## Work to be completed
State how many lines of the listing below contain the string "window", treating uppercase and lowercase letters as distinct. Give only the number.

═══ Data shown ═══

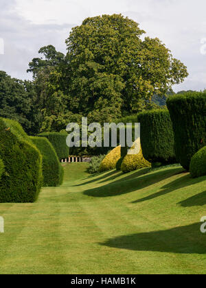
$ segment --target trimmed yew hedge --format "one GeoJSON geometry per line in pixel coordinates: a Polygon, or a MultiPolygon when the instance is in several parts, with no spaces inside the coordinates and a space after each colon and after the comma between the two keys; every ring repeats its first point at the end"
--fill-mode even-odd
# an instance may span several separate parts
{"type": "Polygon", "coordinates": [[[59,132],[45,132],[38,135],[40,137],[45,137],[54,146],[58,158],[66,158],[69,155],[69,149],[67,145],[66,139],[67,134],[59,132]]]}
{"type": "Polygon", "coordinates": [[[194,178],[206,175],[206,146],[192,157],[190,172],[194,178]]]}
{"type": "Polygon", "coordinates": [[[42,156],[21,125],[0,118],[0,202],[34,202],[42,185],[42,156]]]}
{"type": "Polygon", "coordinates": [[[151,164],[144,158],[141,149],[138,154],[126,155],[121,165],[121,170],[123,173],[128,173],[150,166],[151,164]]]}
{"type": "Polygon", "coordinates": [[[206,91],[170,97],[167,106],[173,124],[176,158],[189,170],[192,157],[206,145],[206,91]]]}
{"type": "Polygon", "coordinates": [[[121,157],[120,146],[111,150],[102,160],[100,166],[100,172],[112,170],[115,168],[117,162],[121,157]]]}
{"type": "Polygon", "coordinates": [[[168,110],[159,109],[141,112],[138,114],[138,121],[144,157],[151,163],[176,163],[174,132],[168,110]]]}
{"type": "Polygon", "coordinates": [[[0,158],[0,179],[1,178],[1,175],[4,171],[4,165],[2,160],[0,158]]]}
{"type": "Polygon", "coordinates": [[[55,187],[62,183],[63,168],[59,163],[56,151],[45,137],[30,137],[43,156],[44,187],[55,187]]]}

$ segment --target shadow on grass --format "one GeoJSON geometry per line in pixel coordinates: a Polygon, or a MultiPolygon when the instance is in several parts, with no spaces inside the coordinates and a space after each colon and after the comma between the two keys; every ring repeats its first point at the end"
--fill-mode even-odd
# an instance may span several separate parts
{"type": "Polygon", "coordinates": [[[98,173],[98,174],[95,174],[92,177],[92,180],[87,182],[82,182],[81,184],[78,184],[78,185],[73,185],[73,187],[87,185],[88,184],[93,183],[95,182],[98,182],[102,179],[104,179],[104,181],[107,181],[108,177],[112,176],[112,178],[115,178],[117,176],[119,176],[118,174],[119,174],[121,172],[116,170],[112,170],[110,172],[107,171],[107,172],[98,173]],[[95,178],[95,177],[97,177],[97,176],[100,176],[100,177],[95,178]]]}
{"type": "Polygon", "coordinates": [[[129,175],[122,180],[117,180],[106,185],[87,190],[84,195],[92,197],[111,197],[128,193],[152,185],[164,179],[171,177],[182,171],[182,168],[158,171],[146,175],[141,175],[144,171],[139,170],[137,173],[129,175]],[[132,179],[130,177],[135,177],[132,179]]]}
{"type": "Polygon", "coordinates": [[[201,224],[170,230],[120,236],[100,243],[102,245],[135,251],[154,251],[178,254],[206,254],[206,234],[201,224]]]}
{"type": "MultiPolygon", "coordinates": [[[[183,175],[184,174],[183,173],[183,175]]],[[[165,194],[173,192],[175,190],[180,189],[181,188],[185,188],[187,186],[193,185],[196,183],[199,183],[200,182],[203,181],[205,179],[203,179],[203,178],[202,178],[202,179],[192,179],[191,178],[190,175],[187,173],[183,176],[183,177],[176,179],[175,180],[172,181],[166,185],[163,186],[163,187],[161,187],[161,190],[160,191],[152,195],[149,195],[148,196],[144,197],[144,198],[138,199],[137,200],[133,201],[132,203],[141,203],[145,201],[151,200],[157,197],[163,196],[165,194]]]]}
{"type": "Polygon", "coordinates": [[[190,197],[190,198],[186,199],[181,202],[179,202],[179,204],[183,207],[192,207],[193,206],[204,206],[206,204],[206,191],[202,193],[200,193],[194,196],[190,197]]]}

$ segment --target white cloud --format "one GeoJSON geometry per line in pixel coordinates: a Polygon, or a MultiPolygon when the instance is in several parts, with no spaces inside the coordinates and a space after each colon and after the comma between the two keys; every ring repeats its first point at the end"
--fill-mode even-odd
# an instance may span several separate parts
{"type": "Polygon", "coordinates": [[[0,69],[9,74],[25,77],[28,59],[43,45],[65,52],[71,27],[85,18],[122,13],[139,23],[148,36],[159,38],[188,67],[190,77],[175,90],[206,86],[206,55],[201,53],[205,0],[1,0],[1,6],[0,38],[6,45],[0,69]]]}

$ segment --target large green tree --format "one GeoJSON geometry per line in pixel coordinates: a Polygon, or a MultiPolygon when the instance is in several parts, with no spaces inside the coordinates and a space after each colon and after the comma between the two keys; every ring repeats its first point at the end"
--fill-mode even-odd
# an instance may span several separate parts
{"type": "Polygon", "coordinates": [[[143,39],[144,33],[121,14],[88,18],[73,28],[65,74],[76,112],[137,112],[140,100],[164,95],[183,81],[185,66],[158,38],[143,39]]]}
{"type": "Polygon", "coordinates": [[[66,56],[52,45],[30,63],[43,119],[42,131],[64,129],[87,116],[112,121],[154,106],[183,81],[187,69],[158,38],[121,14],[85,19],[66,40],[66,56]]]}
{"type": "Polygon", "coordinates": [[[0,117],[18,121],[30,134],[38,133],[41,127],[36,99],[32,82],[12,78],[0,71],[0,117]]]}

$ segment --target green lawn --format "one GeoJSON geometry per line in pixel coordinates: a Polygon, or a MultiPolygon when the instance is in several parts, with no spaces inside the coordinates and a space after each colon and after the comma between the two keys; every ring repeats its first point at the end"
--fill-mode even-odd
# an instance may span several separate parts
{"type": "Polygon", "coordinates": [[[34,204],[0,204],[1,274],[206,274],[206,177],[65,166],[34,204]]]}

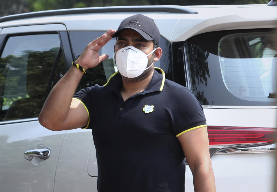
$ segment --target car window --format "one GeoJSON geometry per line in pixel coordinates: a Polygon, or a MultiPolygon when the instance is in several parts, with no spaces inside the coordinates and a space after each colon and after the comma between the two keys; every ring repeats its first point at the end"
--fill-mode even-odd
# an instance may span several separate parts
{"type": "MultiPolygon", "coordinates": [[[[73,51],[74,59],[78,58],[87,45],[96,38],[101,36],[104,31],[71,31],[69,36],[73,51]]],[[[100,63],[97,66],[88,69],[87,73],[83,76],[80,84],[81,88],[94,85],[104,84],[109,77],[117,69],[115,62],[114,45],[115,38],[112,39],[99,51],[99,54],[104,53],[109,55],[109,58],[100,63]]],[[[166,77],[172,78],[172,45],[170,42],[161,37],[160,47],[163,50],[163,54],[160,60],[155,62],[155,67],[161,68],[166,74],[166,77]]]]}
{"type": "Polygon", "coordinates": [[[275,106],[277,54],[270,30],[199,35],[187,41],[192,90],[203,105],[275,106]]]}
{"type": "Polygon", "coordinates": [[[0,59],[0,121],[38,116],[60,43],[57,34],[9,38],[0,59]]]}

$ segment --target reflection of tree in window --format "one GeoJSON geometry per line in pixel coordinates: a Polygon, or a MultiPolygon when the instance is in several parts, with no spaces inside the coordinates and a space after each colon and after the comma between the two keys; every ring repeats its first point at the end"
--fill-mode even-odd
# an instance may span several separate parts
{"type": "MultiPolygon", "coordinates": [[[[207,51],[195,45],[189,44],[188,47],[192,91],[195,95],[197,91],[197,85],[201,83],[207,86],[207,76],[210,77],[207,61],[209,54],[207,51]]],[[[204,92],[197,91],[195,96],[201,104],[208,105],[209,102],[204,96],[204,92]]]]}
{"type": "Polygon", "coordinates": [[[4,120],[38,116],[43,104],[49,77],[58,49],[43,51],[24,51],[19,56],[9,56],[1,58],[1,66],[5,65],[5,69],[8,70],[22,71],[16,73],[17,76],[1,79],[1,84],[5,84],[4,87],[6,89],[3,95],[4,104],[9,106],[4,120]],[[27,73],[26,68],[23,67],[26,66],[26,63],[27,73]],[[12,63],[12,66],[10,63],[12,63]],[[26,79],[26,81],[21,79],[26,79]],[[27,95],[23,94],[26,91],[27,95]],[[5,104],[5,99],[12,103],[5,104]]]}
{"type": "MultiPolygon", "coordinates": [[[[113,59],[108,59],[104,61],[105,68],[109,71],[114,71],[113,59]]],[[[107,79],[103,64],[103,62],[101,62],[96,67],[86,70],[87,73],[83,75],[80,82],[81,88],[94,86],[96,84],[101,86],[106,84],[107,79]]]]}

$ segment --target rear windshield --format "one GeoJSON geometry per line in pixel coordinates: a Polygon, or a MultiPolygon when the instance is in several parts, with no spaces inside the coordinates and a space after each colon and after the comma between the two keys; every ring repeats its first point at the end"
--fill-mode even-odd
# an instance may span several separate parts
{"type": "Polygon", "coordinates": [[[192,90],[203,105],[276,105],[273,30],[224,31],[187,42],[192,90]]]}

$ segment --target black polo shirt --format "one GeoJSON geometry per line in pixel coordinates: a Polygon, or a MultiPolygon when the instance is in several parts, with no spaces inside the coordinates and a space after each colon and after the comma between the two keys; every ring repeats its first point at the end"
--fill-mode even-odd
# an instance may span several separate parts
{"type": "Polygon", "coordinates": [[[125,101],[122,86],[117,72],[104,86],[74,97],[89,117],[85,128],[96,149],[98,191],[183,192],[184,157],[177,136],[206,126],[201,105],[158,68],[143,91],[125,101]]]}

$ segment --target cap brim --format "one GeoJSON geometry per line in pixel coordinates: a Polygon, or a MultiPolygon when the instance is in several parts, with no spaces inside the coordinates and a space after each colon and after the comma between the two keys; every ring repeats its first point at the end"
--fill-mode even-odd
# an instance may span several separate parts
{"type": "Polygon", "coordinates": [[[133,30],[134,30],[138,33],[139,33],[143,37],[147,40],[152,41],[154,40],[153,38],[149,36],[147,34],[144,32],[143,31],[139,29],[138,29],[137,28],[136,28],[135,27],[124,27],[123,28],[121,28],[119,30],[118,30],[113,35],[113,37],[115,37],[117,36],[118,36],[118,35],[119,34],[119,33],[120,33],[121,31],[126,29],[132,29],[133,30]]]}

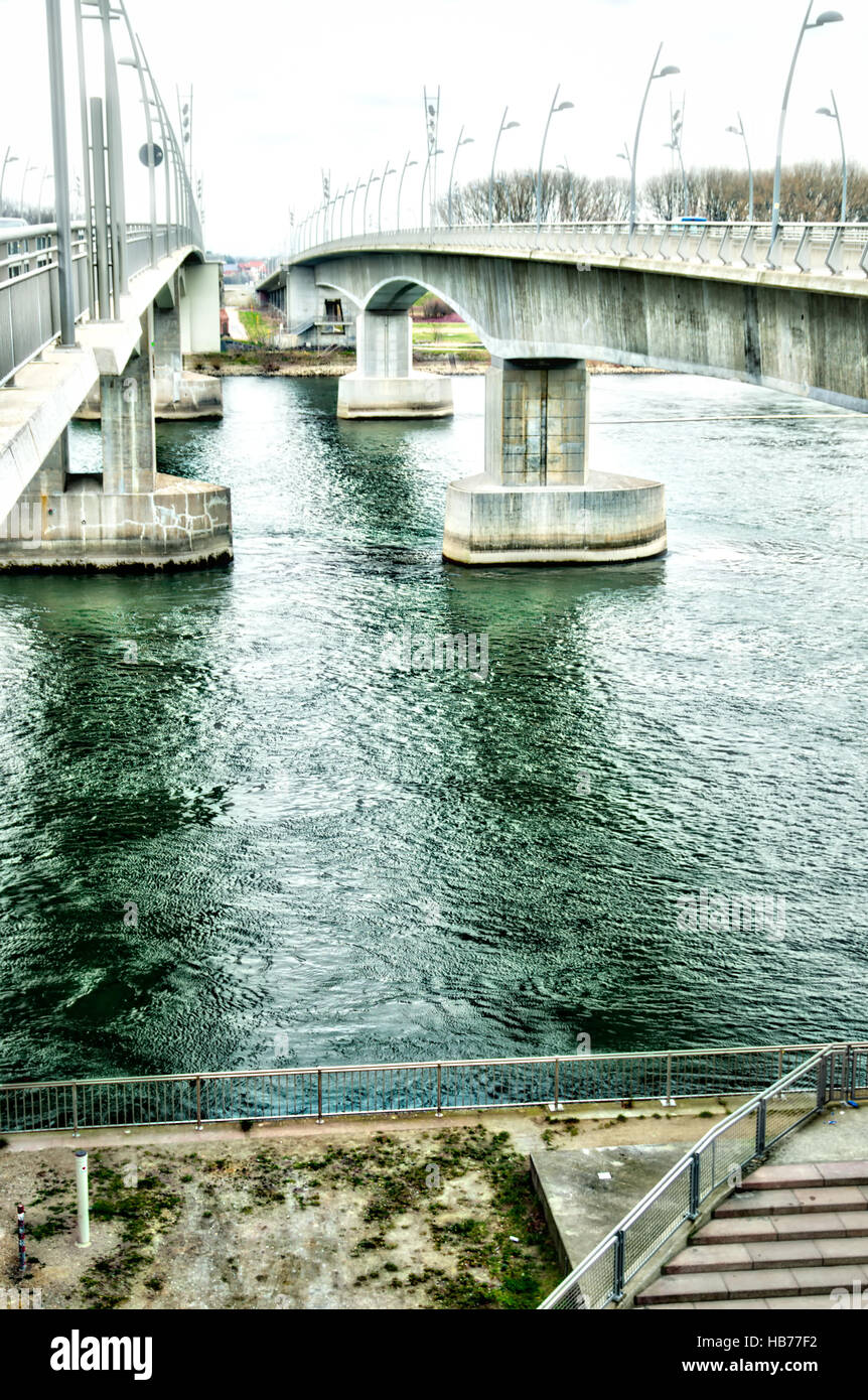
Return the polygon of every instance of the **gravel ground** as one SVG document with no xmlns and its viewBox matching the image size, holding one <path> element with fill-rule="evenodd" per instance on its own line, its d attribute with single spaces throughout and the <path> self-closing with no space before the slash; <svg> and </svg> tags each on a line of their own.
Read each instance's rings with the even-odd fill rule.
<svg viewBox="0 0 868 1400">
<path fill-rule="evenodd" d="M 13 1137 L 0 1151 L 0 1280 L 18 1282 L 21 1200 L 25 1282 L 43 1309 L 535 1308 L 560 1273 L 529 1152 L 689 1142 L 708 1126 L 696 1109 L 650 1114 Z M 76 1245 L 78 1147 L 90 1249 Z"/>
</svg>

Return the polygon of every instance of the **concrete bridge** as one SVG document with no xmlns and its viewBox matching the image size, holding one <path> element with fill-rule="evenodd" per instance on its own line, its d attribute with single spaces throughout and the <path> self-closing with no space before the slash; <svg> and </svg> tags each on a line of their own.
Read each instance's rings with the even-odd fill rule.
<svg viewBox="0 0 868 1400">
<path fill-rule="evenodd" d="M 585 224 L 357 234 L 305 248 L 260 293 L 291 318 L 357 308 L 347 419 L 437 417 L 407 311 L 447 301 L 491 351 L 482 470 L 448 489 L 444 554 L 605 563 L 666 547 L 664 487 L 588 461 L 588 360 L 710 374 L 868 412 L 868 227 Z M 301 318 L 301 315 L 300 315 Z M 643 463 L 644 465 L 644 463 Z"/>
<path fill-rule="evenodd" d="M 183 371 L 185 353 L 220 349 L 220 265 L 206 258 L 186 162 L 126 10 L 98 8 L 105 90 L 80 92 L 85 220 L 70 218 L 66 73 L 48 0 L 57 221 L 0 232 L 0 568 L 185 567 L 232 553 L 228 490 L 160 473 L 154 431 L 158 407 L 220 412 L 220 382 Z M 125 216 L 118 17 L 146 108 L 150 217 L 139 224 Z M 76 18 L 81 35 L 80 4 Z M 83 412 L 102 423 L 94 475 L 70 472 L 67 428 Z"/>
</svg>

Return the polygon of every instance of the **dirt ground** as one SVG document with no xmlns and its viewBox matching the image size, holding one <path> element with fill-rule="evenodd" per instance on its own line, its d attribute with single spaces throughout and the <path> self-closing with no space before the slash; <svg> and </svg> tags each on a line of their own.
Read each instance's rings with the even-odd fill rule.
<svg viewBox="0 0 868 1400">
<path fill-rule="evenodd" d="M 43 1309 L 535 1308 L 560 1271 L 529 1154 L 690 1142 L 708 1127 L 697 1106 L 652 1109 L 13 1137 L 0 1149 L 0 1282 L 41 1289 Z M 76 1243 L 80 1147 L 88 1249 Z"/>
</svg>

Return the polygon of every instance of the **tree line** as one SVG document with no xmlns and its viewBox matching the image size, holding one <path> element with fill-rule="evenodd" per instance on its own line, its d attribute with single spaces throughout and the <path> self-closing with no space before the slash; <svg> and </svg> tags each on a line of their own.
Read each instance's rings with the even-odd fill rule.
<svg viewBox="0 0 868 1400">
<path fill-rule="evenodd" d="M 774 171 L 753 174 L 753 217 L 771 220 Z M 685 199 L 686 192 L 686 199 Z M 699 167 L 655 175 L 641 185 L 638 214 L 655 220 L 692 217 L 715 223 L 746 220 L 749 213 L 748 171 L 725 165 Z M 543 171 L 542 220 L 549 224 L 623 221 L 630 217 L 630 181 L 606 175 L 591 179 L 575 171 Z M 781 218 L 787 223 L 834 223 L 841 209 L 841 169 L 837 164 L 805 161 L 785 167 L 781 176 Z M 438 200 L 442 223 L 448 199 Z M 511 171 L 498 175 L 493 190 L 496 224 L 532 224 L 536 220 L 536 172 Z M 452 190 L 455 224 L 487 224 L 489 181 L 475 179 Z M 868 169 L 854 165 L 847 172 L 847 221 L 868 221 Z"/>
</svg>

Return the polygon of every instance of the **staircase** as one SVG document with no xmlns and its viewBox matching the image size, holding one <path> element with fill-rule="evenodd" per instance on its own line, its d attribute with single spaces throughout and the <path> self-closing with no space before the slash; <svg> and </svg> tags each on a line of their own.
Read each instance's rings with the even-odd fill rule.
<svg viewBox="0 0 868 1400">
<path fill-rule="evenodd" d="M 636 1306 L 826 1309 L 833 1288 L 868 1305 L 868 1161 L 760 1166 Z"/>
</svg>

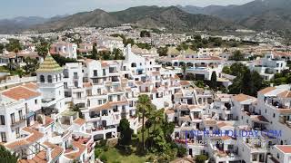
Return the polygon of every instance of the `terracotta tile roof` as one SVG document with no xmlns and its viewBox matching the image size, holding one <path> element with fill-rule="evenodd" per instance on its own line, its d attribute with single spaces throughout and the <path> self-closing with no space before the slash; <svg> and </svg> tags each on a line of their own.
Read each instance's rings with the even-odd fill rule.
<svg viewBox="0 0 291 163">
<path fill-rule="evenodd" d="M 141 81 L 135 81 L 135 83 L 136 85 L 142 85 L 142 84 L 143 84 L 143 82 L 142 82 Z"/>
<path fill-rule="evenodd" d="M 166 110 L 165 112 L 166 112 L 166 114 L 174 114 L 175 110 Z"/>
<path fill-rule="evenodd" d="M 55 159 L 58 156 L 60 156 L 63 153 L 63 149 L 57 145 L 52 144 L 47 141 L 44 142 L 43 144 L 52 149 L 52 152 L 51 152 L 52 159 Z M 35 162 L 46 163 L 48 162 L 46 160 L 46 151 L 41 150 L 32 159 L 20 159 L 18 162 L 19 163 L 35 163 Z"/>
<path fill-rule="evenodd" d="M 291 146 L 290 145 L 276 145 L 275 147 L 278 148 L 284 153 L 291 153 Z"/>
<path fill-rule="evenodd" d="M 52 119 L 48 116 L 45 116 L 45 127 L 49 126 L 50 124 L 52 124 L 55 121 L 54 119 Z"/>
<path fill-rule="evenodd" d="M 291 91 L 285 91 L 277 95 L 280 98 L 291 98 Z"/>
<path fill-rule="evenodd" d="M 154 76 L 157 76 L 157 75 L 160 75 L 161 73 L 159 72 L 152 72 L 152 74 Z"/>
<path fill-rule="evenodd" d="M 83 86 L 84 86 L 85 88 L 89 88 L 89 87 L 92 87 L 92 83 L 91 83 L 91 82 L 84 82 L 84 83 L 83 83 Z"/>
<path fill-rule="evenodd" d="M 156 92 L 157 92 L 157 89 L 154 87 L 152 90 L 152 93 L 156 93 Z"/>
<path fill-rule="evenodd" d="M 180 81 L 181 85 L 190 85 L 190 82 L 188 81 Z"/>
<path fill-rule="evenodd" d="M 52 153 L 51 153 L 52 159 L 56 158 L 57 158 L 58 156 L 60 156 L 60 155 L 63 153 L 63 151 L 64 151 L 63 148 L 61 148 L 60 146 L 52 144 L 52 143 L 50 143 L 50 142 L 48 142 L 48 141 L 45 141 L 44 144 L 45 144 L 45 146 L 47 146 L 48 148 L 53 149 L 53 151 L 52 151 Z"/>
<path fill-rule="evenodd" d="M 204 123 L 206 125 L 206 126 L 216 126 L 216 120 L 204 120 Z"/>
<path fill-rule="evenodd" d="M 176 80 L 179 80 L 179 79 L 180 79 L 180 78 L 178 77 L 178 75 L 176 75 L 176 74 L 175 74 L 174 78 L 175 78 Z"/>
<path fill-rule="evenodd" d="M 75 120 L 74 120 L 74 123 L 79 125 L 79 126 L 82 126 L 85 123 L 85 120 L 84 119 L 76 119 Z"/>
<path fill-rule="evenodd" d="M 251 120 L 256 122 L 269 122 L 264 116 L 262 115 L 252 115 Z"/>
<path fill-rule="evenodd" d="M 107 82 L 105 82 L 105 85 L 111 85 L 112 84 L 112 82 L 110 82 L 110 81 L 107 81 Z"/>
<path fill-rule="evenodd" d="M 31 89 L 31 90 L 37 90 L 38 89 L 38 86 L 36 85 L 35 82 L 29 82 L 29 83 L 25 83 L 23 85 L 24 87 L 26 87 L 28 89 Z"/>
<path fill-rule="evenodd" d="M 224 121 L 217 122 L 217 127 L 218 128 L 222 128 L 222 127 L 225 127 L 225 126 L 228 126 L 228 124 L 224 122 Z"/>
<path fill-rule="evenodd" d="M 5 144 L 6 148 L 15 149 L 15 148 L 18 148 L 19 146 L 29 145 L 29 144 L 36 142 L 38 139 L 40 139 L 41 138 L 44 137 L 43 133 L 41 133 L 35 129 L 30 129 L 28 127 L 25 127 L 22 129 L 26 132 L 29 132 L 30 135 L 28 137 L 26 137 L 25 139 L 23 139 L 20 140 L 15 140 L 14 142 L 9 142 L 9 143 Z"/>
<path fill-rule="evenodd" d="M 101 66 L 102 66 L 102 67 L 108 67 L 109 64 L 108 64 L 107 62 L 102 62 Z"/>
<path fill-rule="evenodd" d="M 46 55 L 44 62 L 42 62 L 36 72 L 61 72 L 63 68 L 58 65 L 55 60 L 50 55 Z"/>
<path fill-rule="evenodd" d="M 65 154 L 65 156 L 68 158 L 71 158 L 71 159 L 76 159 L 85 152 L 86 147 L 80 144 L 77 141 L 73 141 L 72 144 L 75 148 L 77 149 L 76 151 Z"/>
<path fill-rule="evenodd" d="M 291 109 L 277 109 L 276 110 L 281 114 L 291 114 Z"/>
<path fill-rule="evenodd" d="M 16 101 L 19 101 L 20 99 L 28 100 L 41 95 L 40 92 L 34 91 L 23 86 L 11 88 L 2 92 L 2 94 Z"/>
<path fill-rule="evenodd" d="M 90 59 L 90 58 L 86 58 L 86 59 L 85 60 L 85 63 L 89 63 L 89 62 L 93 62 L 93 61 L 95 61 L 95 60 Z"/>
<path fill-rule="evenodd" d="M 113 106 L 127 104 L 127 103 L 128 102 L 126 101 L 110 101 L 110 102 L 105 103 L 104 105 L 100 105 L 100 106 L 97 106 L 95 108 L 93 108 L 90 110 L 100 111 L 100 110 L 110 110 L 110 109 L 112 109 Z"/>
<path fill-rule="evenodd" d="M 276 88 L 275 87 L 266 87 L 266 89 L 259 91 L 258 93 L 266 94 L 266 93 L 272 91 L 273 90 L 276 90 Z"/>
<path fill-rule="evenodd" d="M 251 100 L 251 99 L 256 100 L 255 97 L 248 96 L 248 95 L 246 95 L 246 94 L 237 94 L 236 96 L 234 96 L 233 98 L 234 98 L 235 101 L 239 101 L 239 102 L 242 102 L 242 101 L 247 101 L 247 100 Z"/>
<path fill-rule="evenodd" d="M 38 152 L 32 159 L 20 159 L 18 160 L 19 163 L 47 163 L 46 160 L 46 152 L 45 150 L 41 150 Z"/>
</svg>

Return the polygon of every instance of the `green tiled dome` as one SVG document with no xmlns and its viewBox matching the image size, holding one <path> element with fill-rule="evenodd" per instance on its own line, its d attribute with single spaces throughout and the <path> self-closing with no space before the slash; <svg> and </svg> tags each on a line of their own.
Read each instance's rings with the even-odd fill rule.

═══

## Solution to this problem
2